§ SUPPLIED RECORDS:
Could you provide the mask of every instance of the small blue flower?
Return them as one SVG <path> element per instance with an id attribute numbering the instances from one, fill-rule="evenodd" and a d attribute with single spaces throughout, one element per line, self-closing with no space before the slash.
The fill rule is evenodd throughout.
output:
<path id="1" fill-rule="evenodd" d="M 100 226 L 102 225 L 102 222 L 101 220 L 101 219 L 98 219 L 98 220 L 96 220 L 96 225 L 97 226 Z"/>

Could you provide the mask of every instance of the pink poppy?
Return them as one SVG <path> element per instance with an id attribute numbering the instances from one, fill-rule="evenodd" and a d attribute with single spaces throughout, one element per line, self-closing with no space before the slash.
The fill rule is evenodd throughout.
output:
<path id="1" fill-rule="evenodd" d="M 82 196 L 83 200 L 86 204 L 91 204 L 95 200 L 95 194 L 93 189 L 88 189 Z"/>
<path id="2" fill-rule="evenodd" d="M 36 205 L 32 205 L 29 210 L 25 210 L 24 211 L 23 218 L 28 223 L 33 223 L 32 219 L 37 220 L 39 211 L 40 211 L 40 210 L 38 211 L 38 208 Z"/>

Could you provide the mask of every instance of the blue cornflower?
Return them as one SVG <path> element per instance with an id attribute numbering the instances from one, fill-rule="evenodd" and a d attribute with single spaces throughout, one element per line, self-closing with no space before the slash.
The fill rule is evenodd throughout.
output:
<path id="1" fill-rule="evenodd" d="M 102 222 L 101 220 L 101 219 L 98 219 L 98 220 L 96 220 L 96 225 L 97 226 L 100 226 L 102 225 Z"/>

§ DESCRIPTION OF THE TASK: Extract all the material, leaving every line as it is.

§ OUTPUT BELOW:
Could you provide the mask of every instance of the small blue flower?
Return them as one SVG <path> element per instance with an id attribute numbering the instances from one, fill-rule="evenodd" and a d attribute with single spaces throughout, one element per line, self-closing with no space before the slash.
The fill rule is evenodd throughout.
output:
<path id="1" fill-rule="evenodd" d="M 100 226 L 102 225 L 102 222 L 101 220 L 101 219 L 98 219 L 98 220 L 96 220 L 96 225 L 97 226 Z"/>

Could you provide the mask of every instance of the pink poppy?
Return them as one SVG <path> element per instance with an id attribute numbering the instances from one, fill-rule="evenodd" and a d attribute with single spaces throughout, one element per line, self-closing with no space before the slash.
The fill rule is evenodd throughout.
output:
<path id="1" fill-rule="evenodd" d="M 82 196 L 83 200 L 86 204 L 91 204 L 95 200 L 95 194 L 93 189 L 88 189 Z"/>
<path id="2" fill-rule="evenodd" d="M 36 205 L 32 205 L 29 210 L 25 210 L 24 211 L 23 218 L 28 223 L 33 223 L 32 219 L 37 220 L 39 211 L 40 211 L 40 210 L 38 211 L 38 208 Z"/>

Could you provide the mask of every instance of the blue cornflower?
Return them as one SVG <path> element per instance with an id attribute numbering the instances from one, fill-rule="evenodd" and a d attribute with single spaces throughout, one element per line, self-closing with no space before the slash.
The fill rule is evenodd throughout.
output:
<path id="1" fill-rule="evenodd" d="M 102 222 L 101 220 L 101 219 L 98 219 L 98 220 L 96 220 L 96 225 L 97 226 L 100 226 L 102 225 Z"/>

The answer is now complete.